** begin DATA PROVIDED **

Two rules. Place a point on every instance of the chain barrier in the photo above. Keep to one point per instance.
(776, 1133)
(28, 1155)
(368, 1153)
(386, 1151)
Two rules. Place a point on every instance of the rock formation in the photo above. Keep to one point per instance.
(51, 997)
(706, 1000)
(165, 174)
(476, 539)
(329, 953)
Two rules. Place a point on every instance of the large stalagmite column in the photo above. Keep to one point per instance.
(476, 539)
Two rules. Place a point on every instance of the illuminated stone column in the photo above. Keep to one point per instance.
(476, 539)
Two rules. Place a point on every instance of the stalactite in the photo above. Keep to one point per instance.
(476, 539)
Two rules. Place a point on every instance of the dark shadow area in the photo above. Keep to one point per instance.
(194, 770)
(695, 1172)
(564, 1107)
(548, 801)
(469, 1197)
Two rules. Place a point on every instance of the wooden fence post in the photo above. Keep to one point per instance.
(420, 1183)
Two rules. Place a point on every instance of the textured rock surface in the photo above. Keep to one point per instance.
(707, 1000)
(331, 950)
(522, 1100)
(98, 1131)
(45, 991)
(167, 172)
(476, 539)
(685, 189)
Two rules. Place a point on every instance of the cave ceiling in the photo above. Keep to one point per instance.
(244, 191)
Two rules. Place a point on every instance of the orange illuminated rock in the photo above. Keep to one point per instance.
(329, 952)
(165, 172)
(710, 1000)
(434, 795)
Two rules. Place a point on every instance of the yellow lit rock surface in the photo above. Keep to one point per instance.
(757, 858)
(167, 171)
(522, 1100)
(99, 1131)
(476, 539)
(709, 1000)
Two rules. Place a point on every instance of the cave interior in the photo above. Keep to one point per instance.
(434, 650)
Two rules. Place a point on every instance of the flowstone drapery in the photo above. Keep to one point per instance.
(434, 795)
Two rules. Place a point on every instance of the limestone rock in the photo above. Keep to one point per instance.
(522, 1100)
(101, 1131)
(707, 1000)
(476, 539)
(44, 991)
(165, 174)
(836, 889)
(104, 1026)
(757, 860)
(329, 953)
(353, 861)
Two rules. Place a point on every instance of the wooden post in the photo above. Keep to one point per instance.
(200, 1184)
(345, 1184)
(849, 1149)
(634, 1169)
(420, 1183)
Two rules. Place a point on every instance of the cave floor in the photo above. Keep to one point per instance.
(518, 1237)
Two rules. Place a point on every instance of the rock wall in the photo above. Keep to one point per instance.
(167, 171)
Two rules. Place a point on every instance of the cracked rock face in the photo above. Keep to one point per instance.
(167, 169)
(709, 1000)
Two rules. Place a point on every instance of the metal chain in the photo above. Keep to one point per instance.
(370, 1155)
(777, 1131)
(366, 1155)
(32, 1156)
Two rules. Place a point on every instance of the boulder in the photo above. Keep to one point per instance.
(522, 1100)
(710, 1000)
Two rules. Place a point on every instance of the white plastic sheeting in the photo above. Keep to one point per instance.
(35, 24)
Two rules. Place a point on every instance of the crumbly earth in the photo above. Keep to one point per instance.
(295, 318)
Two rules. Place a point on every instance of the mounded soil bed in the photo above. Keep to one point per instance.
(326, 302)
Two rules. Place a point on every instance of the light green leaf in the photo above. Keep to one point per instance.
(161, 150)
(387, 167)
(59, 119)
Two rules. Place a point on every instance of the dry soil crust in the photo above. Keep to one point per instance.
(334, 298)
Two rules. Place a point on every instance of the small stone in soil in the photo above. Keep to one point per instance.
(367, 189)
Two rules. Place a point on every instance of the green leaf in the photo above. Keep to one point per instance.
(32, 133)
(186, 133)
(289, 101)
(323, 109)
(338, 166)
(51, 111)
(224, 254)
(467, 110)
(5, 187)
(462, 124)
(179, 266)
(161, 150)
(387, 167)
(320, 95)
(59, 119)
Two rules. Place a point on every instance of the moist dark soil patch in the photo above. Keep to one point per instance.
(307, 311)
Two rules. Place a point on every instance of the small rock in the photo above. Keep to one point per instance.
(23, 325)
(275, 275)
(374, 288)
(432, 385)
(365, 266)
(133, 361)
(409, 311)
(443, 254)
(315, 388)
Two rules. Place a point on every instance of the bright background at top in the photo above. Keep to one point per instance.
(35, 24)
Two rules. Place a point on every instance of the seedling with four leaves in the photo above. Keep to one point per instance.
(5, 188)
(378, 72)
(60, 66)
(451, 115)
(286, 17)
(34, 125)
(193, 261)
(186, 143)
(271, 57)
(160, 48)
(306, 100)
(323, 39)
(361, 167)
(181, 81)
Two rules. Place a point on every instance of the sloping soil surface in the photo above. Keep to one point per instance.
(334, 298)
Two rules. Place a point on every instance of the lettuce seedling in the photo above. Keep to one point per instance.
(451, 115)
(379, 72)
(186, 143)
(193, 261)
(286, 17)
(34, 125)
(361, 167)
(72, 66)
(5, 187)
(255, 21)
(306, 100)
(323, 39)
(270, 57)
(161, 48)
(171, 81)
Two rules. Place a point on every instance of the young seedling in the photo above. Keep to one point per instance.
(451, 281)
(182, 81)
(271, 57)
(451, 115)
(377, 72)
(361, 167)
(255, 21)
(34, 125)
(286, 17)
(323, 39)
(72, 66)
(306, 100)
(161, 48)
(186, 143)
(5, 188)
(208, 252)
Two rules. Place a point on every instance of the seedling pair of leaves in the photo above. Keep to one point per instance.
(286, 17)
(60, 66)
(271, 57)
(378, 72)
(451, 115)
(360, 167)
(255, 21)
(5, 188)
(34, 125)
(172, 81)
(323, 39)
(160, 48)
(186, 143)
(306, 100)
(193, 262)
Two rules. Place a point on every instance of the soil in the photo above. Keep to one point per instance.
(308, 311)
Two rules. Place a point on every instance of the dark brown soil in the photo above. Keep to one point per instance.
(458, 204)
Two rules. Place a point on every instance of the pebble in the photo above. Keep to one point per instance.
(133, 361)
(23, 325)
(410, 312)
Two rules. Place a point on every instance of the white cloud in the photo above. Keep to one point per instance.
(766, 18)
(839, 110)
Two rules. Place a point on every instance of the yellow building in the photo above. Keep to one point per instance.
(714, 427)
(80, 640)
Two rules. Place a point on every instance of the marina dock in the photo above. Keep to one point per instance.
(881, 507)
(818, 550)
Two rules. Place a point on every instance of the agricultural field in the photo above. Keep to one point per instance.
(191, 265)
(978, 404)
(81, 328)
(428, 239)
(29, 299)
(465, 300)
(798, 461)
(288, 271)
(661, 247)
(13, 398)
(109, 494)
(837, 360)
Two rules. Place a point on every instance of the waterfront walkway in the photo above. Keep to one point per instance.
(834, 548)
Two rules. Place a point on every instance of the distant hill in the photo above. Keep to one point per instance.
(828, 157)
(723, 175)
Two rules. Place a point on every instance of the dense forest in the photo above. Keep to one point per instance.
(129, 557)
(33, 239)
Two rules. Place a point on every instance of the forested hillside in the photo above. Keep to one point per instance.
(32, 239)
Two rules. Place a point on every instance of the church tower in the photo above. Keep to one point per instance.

** end DATA PROVIDED **

- **OBJECTIVE**: Exactly reproduce the lines that run from the line with "Two rules. Place a point on every instance of the marina" through the last line of the records, inclusive.

- **RESULT OF THE TASK**:
Two rules. Place a point on every instance of the marina dock in the photo above. Keep to one point per instance.
(881, 507)
(818, 550)
Two rules. Place a point on every instance of the agricultural field in the photo above. Keep to one point per instance.
(191, 265)
(978, 404)
(81, 328)
(428, 239)
(29, 299)
(465, 300)
(798, 461)
(288, 271)
(661, 247)
(13, 398)
(109, 494)
(837, 360)
Two rules. Place a point on every instance of the waterfront walkway in the photo above. Keep to one point per instance.
(834, 548)
Two rules. Place a point on every instance of the distant hill in the photo above. Keep to one point per instance.
(828, 157)
(723, 175)
Two rules. Place a point on every instance of the dense forest in the photo above. Keep to one point per instance.
(129, 557)
(33, 239)
Two rules. Place a point on every instance of the forested hillside in the photo above. Keep to one point per instance.
(32, 239)
Two rules. Place a point on every instance of the church tower in the photo above. Keep to one point per instance.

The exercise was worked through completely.